* _ЗАДАНИЯ_
a - Кратко перескажите абзац текста о Японской Церкви, начинающийся словами «Мы ему возражали», и сохраните его основные факты.
b - Продолжите текст о Японской Церкви, начав сразу после его последнего предложения.

* _ФРАГМЕНТ ТЕКСТА_
+---+

Мы ему возражали: в программах, действительно, и есть этот вопрос, но это не приносило никакой пользы, так как сам руководитель-учитель не интересуется этим делом или даже хуже того. А намечаемое учреждение может легко из живого органа обратиться в канцелярию со множеством инспекторов, подъинспекторов, помощников и тому подобное, без живого руководства делом. Но Преосвященный настаивал на своем, хотя уже и не так сильно. Вот как он рассказывал о своем поступлении в Японскую Церковь. Вот какая односторонность создала такую односторонность, как двадцатипятитысячная Японская Церковь, из ничего благодатию Божией возрощенная руками только одного этого одностороннего человека. Дай Бог и пошли нам побольше таких-то односторонних людей, так как мы-то, большею частию, уже очень разносторонни.

+---+

* _ИСХОДНЫЕ ДАННЫЕ_
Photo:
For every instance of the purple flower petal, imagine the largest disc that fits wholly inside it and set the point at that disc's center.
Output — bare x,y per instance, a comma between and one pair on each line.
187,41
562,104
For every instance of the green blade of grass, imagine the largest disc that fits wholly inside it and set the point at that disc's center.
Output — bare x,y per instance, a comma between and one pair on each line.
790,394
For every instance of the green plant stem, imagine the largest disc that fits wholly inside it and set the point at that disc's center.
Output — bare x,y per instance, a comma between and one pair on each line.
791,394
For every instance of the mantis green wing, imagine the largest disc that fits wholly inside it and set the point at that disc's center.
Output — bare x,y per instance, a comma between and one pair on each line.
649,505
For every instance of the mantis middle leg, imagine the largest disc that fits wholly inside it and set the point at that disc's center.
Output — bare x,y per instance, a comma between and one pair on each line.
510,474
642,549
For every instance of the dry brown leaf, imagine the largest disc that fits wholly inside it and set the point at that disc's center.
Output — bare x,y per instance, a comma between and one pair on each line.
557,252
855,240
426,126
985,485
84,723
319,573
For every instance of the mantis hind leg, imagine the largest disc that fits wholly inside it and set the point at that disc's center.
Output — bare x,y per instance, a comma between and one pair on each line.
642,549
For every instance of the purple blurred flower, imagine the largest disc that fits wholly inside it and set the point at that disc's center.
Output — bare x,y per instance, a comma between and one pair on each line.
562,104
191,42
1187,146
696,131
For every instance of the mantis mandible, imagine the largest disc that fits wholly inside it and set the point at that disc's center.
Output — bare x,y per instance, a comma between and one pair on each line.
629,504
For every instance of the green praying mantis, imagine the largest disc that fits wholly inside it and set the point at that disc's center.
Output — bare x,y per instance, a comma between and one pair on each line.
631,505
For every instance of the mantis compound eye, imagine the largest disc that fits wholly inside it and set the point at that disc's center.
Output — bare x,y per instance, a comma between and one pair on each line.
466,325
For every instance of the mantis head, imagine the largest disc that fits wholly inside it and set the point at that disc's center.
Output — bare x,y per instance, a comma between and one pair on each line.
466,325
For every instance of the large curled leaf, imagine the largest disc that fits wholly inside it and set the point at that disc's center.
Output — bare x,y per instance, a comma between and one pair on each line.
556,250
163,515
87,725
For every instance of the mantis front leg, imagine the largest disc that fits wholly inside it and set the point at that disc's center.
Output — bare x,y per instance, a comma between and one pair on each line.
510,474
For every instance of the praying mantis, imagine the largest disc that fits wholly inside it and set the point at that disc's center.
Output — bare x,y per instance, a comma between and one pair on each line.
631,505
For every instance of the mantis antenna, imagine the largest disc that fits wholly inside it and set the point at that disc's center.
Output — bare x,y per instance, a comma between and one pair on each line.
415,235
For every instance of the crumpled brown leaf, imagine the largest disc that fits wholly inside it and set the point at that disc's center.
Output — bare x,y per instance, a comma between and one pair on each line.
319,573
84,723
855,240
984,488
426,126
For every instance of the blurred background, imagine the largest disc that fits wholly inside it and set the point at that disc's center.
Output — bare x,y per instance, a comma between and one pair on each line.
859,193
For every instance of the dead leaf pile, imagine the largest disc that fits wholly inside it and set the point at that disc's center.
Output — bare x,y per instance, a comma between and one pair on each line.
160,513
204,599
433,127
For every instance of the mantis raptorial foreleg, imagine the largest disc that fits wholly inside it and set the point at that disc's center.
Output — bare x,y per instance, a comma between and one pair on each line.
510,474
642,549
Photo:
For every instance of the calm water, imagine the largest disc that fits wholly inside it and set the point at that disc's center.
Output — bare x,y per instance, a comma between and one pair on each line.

+---+

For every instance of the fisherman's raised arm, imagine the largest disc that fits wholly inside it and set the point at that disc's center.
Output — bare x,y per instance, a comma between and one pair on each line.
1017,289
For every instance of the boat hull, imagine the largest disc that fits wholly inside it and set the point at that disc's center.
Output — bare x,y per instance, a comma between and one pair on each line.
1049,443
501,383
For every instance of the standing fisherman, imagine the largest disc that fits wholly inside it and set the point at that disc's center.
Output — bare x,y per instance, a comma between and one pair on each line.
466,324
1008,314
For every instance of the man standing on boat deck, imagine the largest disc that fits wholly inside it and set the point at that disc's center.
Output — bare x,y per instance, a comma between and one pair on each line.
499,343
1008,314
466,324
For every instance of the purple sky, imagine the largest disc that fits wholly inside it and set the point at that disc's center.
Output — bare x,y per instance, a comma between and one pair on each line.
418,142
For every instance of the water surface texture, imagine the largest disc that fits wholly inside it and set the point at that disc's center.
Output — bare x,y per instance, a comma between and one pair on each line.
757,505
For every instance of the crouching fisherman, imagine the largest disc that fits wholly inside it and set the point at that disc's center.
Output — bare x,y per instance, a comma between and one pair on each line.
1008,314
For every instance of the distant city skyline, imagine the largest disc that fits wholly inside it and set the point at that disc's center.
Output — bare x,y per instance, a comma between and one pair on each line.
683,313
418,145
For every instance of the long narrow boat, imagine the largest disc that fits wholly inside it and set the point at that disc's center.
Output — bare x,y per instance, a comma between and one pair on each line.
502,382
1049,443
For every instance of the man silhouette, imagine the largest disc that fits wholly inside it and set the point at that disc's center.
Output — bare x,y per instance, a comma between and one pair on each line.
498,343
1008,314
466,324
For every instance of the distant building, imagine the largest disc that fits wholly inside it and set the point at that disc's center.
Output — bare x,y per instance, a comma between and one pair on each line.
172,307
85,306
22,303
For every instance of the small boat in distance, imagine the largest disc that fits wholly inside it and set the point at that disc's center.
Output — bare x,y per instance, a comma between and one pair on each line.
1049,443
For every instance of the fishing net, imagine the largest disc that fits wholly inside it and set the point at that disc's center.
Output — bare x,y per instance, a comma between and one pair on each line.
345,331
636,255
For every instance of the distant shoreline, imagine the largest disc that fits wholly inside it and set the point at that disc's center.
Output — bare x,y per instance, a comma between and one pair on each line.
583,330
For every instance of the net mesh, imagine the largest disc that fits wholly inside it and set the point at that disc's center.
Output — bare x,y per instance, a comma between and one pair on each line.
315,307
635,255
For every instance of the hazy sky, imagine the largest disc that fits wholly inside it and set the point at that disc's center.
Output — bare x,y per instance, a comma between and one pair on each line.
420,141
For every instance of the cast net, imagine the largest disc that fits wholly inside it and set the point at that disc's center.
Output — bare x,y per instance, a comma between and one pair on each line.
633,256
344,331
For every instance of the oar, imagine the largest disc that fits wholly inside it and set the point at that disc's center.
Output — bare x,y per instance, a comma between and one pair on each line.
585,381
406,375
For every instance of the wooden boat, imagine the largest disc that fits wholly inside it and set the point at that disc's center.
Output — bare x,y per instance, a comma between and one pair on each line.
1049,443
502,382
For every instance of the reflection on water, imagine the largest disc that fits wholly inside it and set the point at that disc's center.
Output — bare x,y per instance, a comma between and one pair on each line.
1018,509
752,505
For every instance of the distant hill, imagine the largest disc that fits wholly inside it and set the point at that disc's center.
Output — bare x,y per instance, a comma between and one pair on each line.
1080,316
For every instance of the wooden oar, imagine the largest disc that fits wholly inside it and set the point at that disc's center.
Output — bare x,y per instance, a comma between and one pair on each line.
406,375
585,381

+---+

* _ОЖИДАЕМЫЕ ОТВЕТЫ_
a - Преосвященному возражали: этот вопрос в программах действительно есть, но пользы от этого нет, поскольку сам руководитель-учитель им не интересуется. Намечаемое учреждение может превратиться из живого органа в канцелярию с множеством инспекторов, подынспекторов и помощников, где живого руководства делом не будет. Преосвященный продолжал настаивать на своем, хотя уже не так сильно. Именно его «односторонность» позволила одному этому человеку благодатью Божией вырастить из ничего двадцатипятитысячную Японскую Церковь. Таких «односторонних» людей хотелось бы иметь побольше, поскольку «мы» большей частью уже слишком разносторонни.

b -
Недавно в одной японской газете (на английском языке) я прочитал следующую весьма характерную заметку о сущности современного протестантства, столь проповедуемого в Японии. «В статье, озаглавленной «Наше отношение к ортодоксальному христианству» Сюукёо (англиканская газета) указывает следующие главные положения: одна из причин застоя в христианской Церкви, так очевидно возрастающая, есть дух компромисса, какой укоренился среди нас… Можно легко перечислить пункты, в которых мы как борцы причины свободного христианства отличаемся от Ортодоксии (он разумеет ортодоксальное направление в протестантстве, католичество и православие). Вообще говоря, это относится 1) к характеру Библии, 2) природе Христа и 3) предмету первородного греха. Мы не думаем, что Библия есть некоторое совершенное средство. Мы не веруем в Божество Христа и не смотрим на человеческие расы как происшедшие от действия греха Адама и Евы. За нами вершительный апелляционный суд для заключения всего религиозного спора, что нет ни Библии, ни Церкви, ни предания, а есть разум каждого христианина.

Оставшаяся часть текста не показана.